Shopping for the Perfect Church 11/3/2002

Dr. William A. Ritter

First United Methodist Church, Birmingham, Michigan

Scripture: II Corinthians 4:1-12

 

Note:  This sermon was the second in a trio of sermons for the annual stewardship campaign orchestrated under the title “Don’t Let Go.” It was preached on a Sunday when the music was especially spectacular, given the presence of guest composer, conductor and concert pianist, Joseph Martin. Earlier in the service, Roger and Barbara Timm (relatively new to First Church) gave a campaign testimony and spoke about the issue of “church shopping” in their faith journey.

 

* * * * *

 

Now that Julie has left Georgia for California (albeit via Massachusetts), chances are slim that I am ever going to get back to Atlanta. Which I didn’t see enough of while she was there. Although I did once stand in the pulpit of Ebenezer Baptist Church….Daddy King’s church…. Martin’s, too (for a spell, and perhaps still). It was a Tuesday, as I remember, along about 2:00 in the afternoon. So had I felt inclined to preach, there wouldn’t have been any reason to preach, given that there was nobody in the room to hear me preach, save for Kris and Julie (who have heard all they care to hear of my preaching). So I didn’t. Although I wanted to. And still do.

 

Fred Craddock preached at Ebenezer a few years back. Fred teaches preaching….or did….at Emory University in Atlanta. So Joseph Roberts, Ebenezer’s pastor in those years, invited Fred to come over and bring a good word. Well, you need to know that while Fred is wonderful to hear, he is not all that imposing to see….given that, by his own admission, Fred is an old, short, bald guy with a high voice.
■ ■ ■ ■ ■
| Problems |
A - Name every U.S. state that appears anywhere in the sermon, including its heading.
B - According to the sermon's note, who gave a campaign testimony earlier in the service?
The lines that follow bear no relation to the sermon.

| Information shown |
■ ■ ■ ■ ■
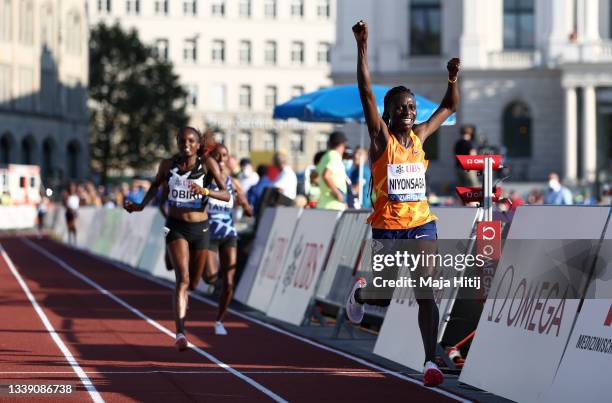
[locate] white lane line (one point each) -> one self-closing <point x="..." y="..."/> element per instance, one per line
■ ■ ■ ■ ■
| Full solutions |
A - Michigan, Georgia, California, Massachusetts

B - Roger and Barbara Timm